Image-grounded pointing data
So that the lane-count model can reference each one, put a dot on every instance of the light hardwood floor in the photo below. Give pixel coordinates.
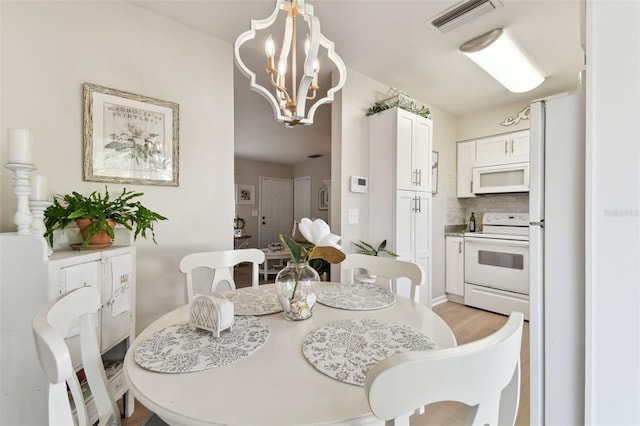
(468, 324)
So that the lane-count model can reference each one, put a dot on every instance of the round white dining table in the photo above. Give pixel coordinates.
(275, 385)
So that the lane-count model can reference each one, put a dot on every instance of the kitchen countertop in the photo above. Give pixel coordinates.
(455, 230)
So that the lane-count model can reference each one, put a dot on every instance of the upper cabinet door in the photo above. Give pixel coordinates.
(493, 150)
(413, 152)
(503, 149)
(401, 143)
(421, 154)
(466, 161)
(405, 135)
(519, 146)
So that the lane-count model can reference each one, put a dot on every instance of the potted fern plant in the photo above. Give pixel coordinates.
(97, 215)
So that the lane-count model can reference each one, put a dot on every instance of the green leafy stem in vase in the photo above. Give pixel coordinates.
(325, 246)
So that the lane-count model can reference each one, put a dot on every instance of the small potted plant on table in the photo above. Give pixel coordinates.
(96, 216)
(370, 250)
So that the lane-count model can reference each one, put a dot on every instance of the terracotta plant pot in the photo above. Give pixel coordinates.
(102, 238)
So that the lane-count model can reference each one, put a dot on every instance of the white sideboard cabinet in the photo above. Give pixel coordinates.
(466, 158)
(400, 209)
(29, 279)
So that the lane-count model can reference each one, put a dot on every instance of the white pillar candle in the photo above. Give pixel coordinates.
(39, 188)
(20, 149)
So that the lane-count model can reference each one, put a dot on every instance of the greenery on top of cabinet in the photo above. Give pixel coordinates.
(401, 100)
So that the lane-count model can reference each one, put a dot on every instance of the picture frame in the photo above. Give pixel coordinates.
(245, 194)
(434, 172)
(129, 138)
(323, 195)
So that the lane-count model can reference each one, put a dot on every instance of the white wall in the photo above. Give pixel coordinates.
(487, 122)
(50, 48)
(613, 214)
(319, 169)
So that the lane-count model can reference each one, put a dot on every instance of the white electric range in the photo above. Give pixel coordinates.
(496, 264)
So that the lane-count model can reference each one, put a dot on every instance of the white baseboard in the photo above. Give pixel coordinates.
(439, 300)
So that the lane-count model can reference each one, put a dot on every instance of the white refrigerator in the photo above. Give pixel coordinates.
(557, 266)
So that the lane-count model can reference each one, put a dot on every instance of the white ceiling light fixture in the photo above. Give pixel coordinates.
(291, 95)
(497, 54)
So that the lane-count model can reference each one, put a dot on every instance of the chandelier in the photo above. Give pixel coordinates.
(294, 100)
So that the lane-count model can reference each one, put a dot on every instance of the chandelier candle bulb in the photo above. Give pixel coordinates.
(20, 146)
(39, 188)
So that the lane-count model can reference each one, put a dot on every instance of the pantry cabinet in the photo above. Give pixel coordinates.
(31, 278)
(400, 208)
(406, 138)
(503, 149)
(454, 265)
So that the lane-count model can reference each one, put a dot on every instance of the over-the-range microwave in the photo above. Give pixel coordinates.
(501, 178)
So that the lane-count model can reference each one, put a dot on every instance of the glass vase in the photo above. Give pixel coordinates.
(295, 287)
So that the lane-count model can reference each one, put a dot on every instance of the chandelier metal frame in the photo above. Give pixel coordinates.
(290, 102)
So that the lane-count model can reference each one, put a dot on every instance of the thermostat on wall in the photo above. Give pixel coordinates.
(359, 184)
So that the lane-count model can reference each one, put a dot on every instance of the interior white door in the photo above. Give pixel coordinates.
(276, 209)
(301, 198)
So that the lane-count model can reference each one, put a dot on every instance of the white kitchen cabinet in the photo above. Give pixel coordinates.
(30, 279)
(465, 162)
(406, 138)
(400, 216)
(454, 265)
(503, 149)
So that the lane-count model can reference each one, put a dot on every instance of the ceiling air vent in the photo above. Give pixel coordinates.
(463, 13)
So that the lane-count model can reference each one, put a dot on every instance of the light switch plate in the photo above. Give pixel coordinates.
(352, 216)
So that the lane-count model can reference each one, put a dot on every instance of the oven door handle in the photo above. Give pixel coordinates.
(493, 241)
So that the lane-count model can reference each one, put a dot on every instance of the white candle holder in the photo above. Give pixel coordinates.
(37, 223)
(23, 217)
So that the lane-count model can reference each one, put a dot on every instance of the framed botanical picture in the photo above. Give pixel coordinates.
(434, 172)
(245, 194)
(129, 138)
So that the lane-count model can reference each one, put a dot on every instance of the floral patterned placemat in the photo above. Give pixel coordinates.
(345, 350)
(357, 297)
(254, 301)
(178, 349)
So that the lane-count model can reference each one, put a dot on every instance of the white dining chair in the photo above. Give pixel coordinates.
(222, 264)
(386, 270)
(50, 326)
(484, 374)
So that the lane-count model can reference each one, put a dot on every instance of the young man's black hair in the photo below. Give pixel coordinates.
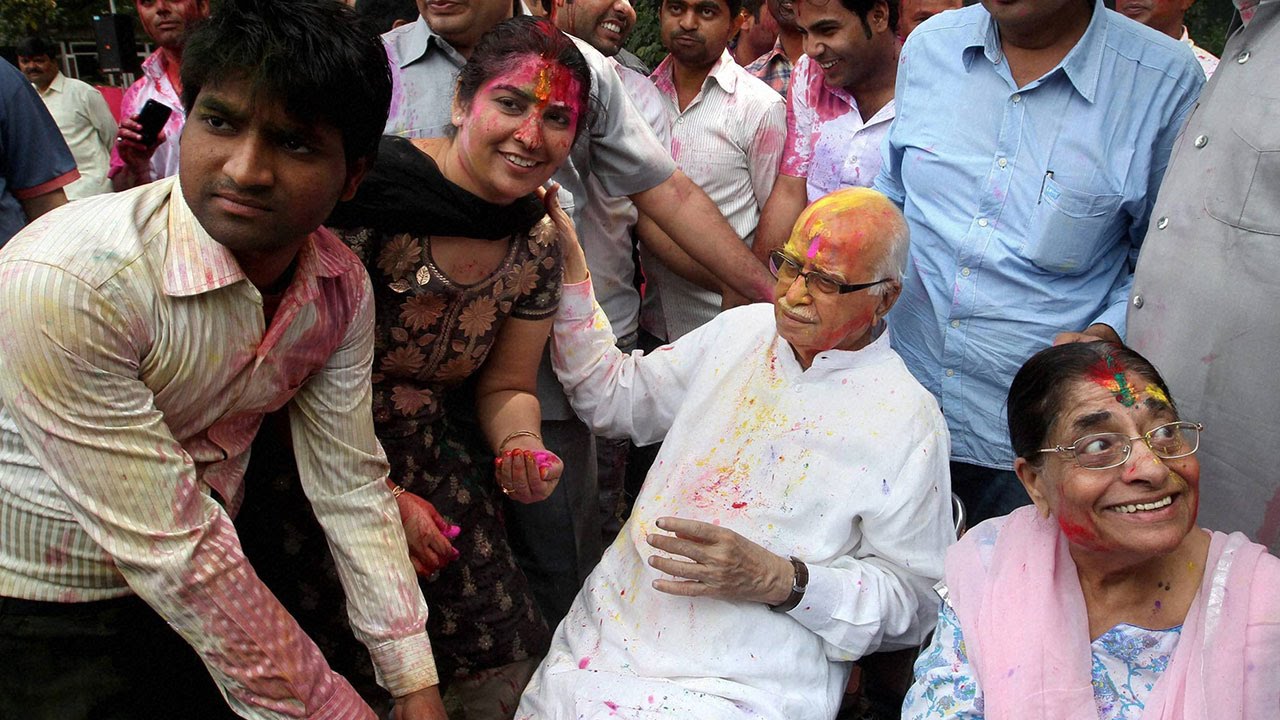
(289, 49)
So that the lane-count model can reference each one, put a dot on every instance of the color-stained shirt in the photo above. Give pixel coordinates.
(135, 377)
(606, 231)
(1207, 60)
(728, 141)
(33, 156)
(773, 68)
(827, 141)
(88, 130)
(154, 85)
(1027, 205)
(841, 465)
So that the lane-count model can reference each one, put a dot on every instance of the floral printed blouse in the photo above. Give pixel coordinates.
(1127, 662)
(433, 333)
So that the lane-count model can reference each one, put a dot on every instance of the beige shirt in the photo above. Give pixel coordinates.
(88, 130)
(135, 372)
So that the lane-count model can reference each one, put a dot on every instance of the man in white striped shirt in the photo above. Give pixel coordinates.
(727, 137)
(144, 336)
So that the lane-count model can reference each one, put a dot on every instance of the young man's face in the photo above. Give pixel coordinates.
(695, 32)
(462, 22)
(604, 24)
(40, 69)
(840, 41)
(168, 21)
(256, 178)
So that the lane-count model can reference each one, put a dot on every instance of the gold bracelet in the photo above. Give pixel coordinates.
(519, 433)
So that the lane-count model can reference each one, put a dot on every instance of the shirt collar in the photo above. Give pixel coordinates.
(154, 67)
(195, 263)
(58, 83)
(415, 42)
(1082, 64)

Requirement:
Extract exactly the lines between the line containing "blouse in the photo above. Give pixel coordinates." and the end of the data, including both.

Result of this exercise:
So that the lane-count model can reference each one, put a dot on every instance of the floral printed blouse in the photo above. Give pixel coordinates.
(1127, 662)
(433, 333)
So that the lane-count model can reference each one, put a dot on every instance of the beige shirt in the photo above. Give pixel coordinates.
(88, 130)
(135, 372)
So that the lane-count model can reference each one, put a dot on every instance of the man in white striped shirt in the photo above. Give pixel coordinates.
(727, 137)
(144, 336)
So that the lane-count model can reference each one, put a dot on every instance of the young man's face in the photo above. Give pixel coordinates.
(695, 32)
(462, 22)
(604, 24)
(40, 69)
(840, 41)
(168, 21)
(256, 178)
So that the lane-count model can reference each one, put a dot on every instance of the gold bracelet in the photo above. Give pixel coordinates.
(519, 433)
So that the lane-count model can reference each one, put a dot on every instance of the shirt collar in the photo above. Give pixel coordinates.
(154, 67)
(195, 263)
(58, 83)
(415, 42)
(1082, 64)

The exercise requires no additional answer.